[Reading passage]
BALTIMORE — Finally getting over the finish line with the trophy in hand required a contribution from nearly everyone on the Urbana boys lacrosse team.
There was senior Cullen McKay, a lifelong goalie getting his first chance to start for the varsity team this season, making critical saves down the stretch for the Hawks. Untested for most of the season because his team was typically in front by so much, McKay faced some serious heat and came through in a big way, finishing with nine saves.
There was senior Austin McMahon, a talented midfielding sniper who toils in the large shadows cast by the Jozwiaks and the Kolars, producing three goals on a tough-sledding day for the Urbana offense.
And there was the future of the program, front and center, providing the lift the Hawks needed on the biggest stage they had ever played on. Hunter Bryant held his own in the faceoff circle against Towson’s talented Kyle Ketterman and fellow sophomore Dylan Lange scored the game-winning goal with 3 minutes, 35 seconds to play.
Urbana’s 7-6 victory over Towson in Friday evening’s Class 3A boys lacrosse championship game at Loyola University was very much unlike any the Hawks had played this season.

[Stored records]
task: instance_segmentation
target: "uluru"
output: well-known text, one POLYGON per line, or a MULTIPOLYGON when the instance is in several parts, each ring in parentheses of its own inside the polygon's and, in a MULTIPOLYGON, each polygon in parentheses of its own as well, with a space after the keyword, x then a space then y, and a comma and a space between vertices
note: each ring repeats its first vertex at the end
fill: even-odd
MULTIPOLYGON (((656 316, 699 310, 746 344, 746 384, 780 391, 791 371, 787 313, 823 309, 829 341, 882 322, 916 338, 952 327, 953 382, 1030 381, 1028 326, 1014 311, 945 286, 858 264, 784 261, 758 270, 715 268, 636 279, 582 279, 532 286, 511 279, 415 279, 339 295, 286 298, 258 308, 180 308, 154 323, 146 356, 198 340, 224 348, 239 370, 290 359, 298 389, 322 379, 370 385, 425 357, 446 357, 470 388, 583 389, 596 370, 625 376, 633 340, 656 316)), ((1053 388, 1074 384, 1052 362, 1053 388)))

[Task set]
**A)** Name every Urbana player who appears by first and last name in the lacrosse championship report.
**B)** Write the next few sentences of the lacrosse championship report, following on from its final sentence.

[Exercise responses]
**A)** Cullen McKay, Austin McMahon, Hunter Bryant, Dylan Lange

**B)**
Normally a fast-breaking team, Urbana had to contend with Towson’s methodical, possession-oriented approach, which slowed the game down on the field but actually sped it up in real time since there were fewer stoppages.
The Hawks actually trailed for much of the game after not facing a deficit all season up until this point. And their defense actually gave the offense a boost, as opposed to the way things normally proceed.
“I mean, this is why we play the sport of lacrosse,” McKay said after Urbana claimed its first state title in lacrosse, joining the Linganore boys (2011 and 2016) as the only Frederick County lacrosse teams to accomplish the feat.
“You are not going to get this type of intensity in football. You are not going to get it in tennis. That’s what is special about this sport. Those last eight minutes, that was insane.”
In that span, the Hawks (12-0) lost their first lead of the game, which was 6-5, produced the turnover that led to the game-winning goal by Lange, off an assist from Jason Kolar, and survived a final onslaught by Towson that involved McKay turning aside a shot from one of Towson’s top offensive threats, Evan Jones.
“It was about toughness in my opinion, grinding through adversity,” said senior midfielder Eric Kolar, who will play lacrosse in college at the University of Maryland. “At some point, we talked about that we were going to hit some adversity.”
It started last season when the coronavirus pandemic wiped out a potential championship season for the Hawks last spring. Then, there was the uncertainty if there would even be playoffs and state championships this season. That decision wasn’t made by the MPSSAA until May 19.
Urbana had to overcome its own dubious history in the state-title game. It had gotten there three times before only to feel the bitter sting of defeat in 2006, 2008 and 2009.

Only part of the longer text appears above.